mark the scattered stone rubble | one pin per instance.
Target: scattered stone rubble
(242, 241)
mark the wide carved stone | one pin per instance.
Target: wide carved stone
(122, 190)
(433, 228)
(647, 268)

────

» TASK TO CARRY OUT
Update the data above by replacing each "rubble" with "debris" and leaving everything else unchanged.

» RESULT OF THE TASK
mark the scattered stone debris | one pin per instance.
Target: scattered stone debris
(242, 241)
mark the wide carved stone | one pin per instance.
Target: wide carved stone
(122, 190)
(433, 228)
(647, 268)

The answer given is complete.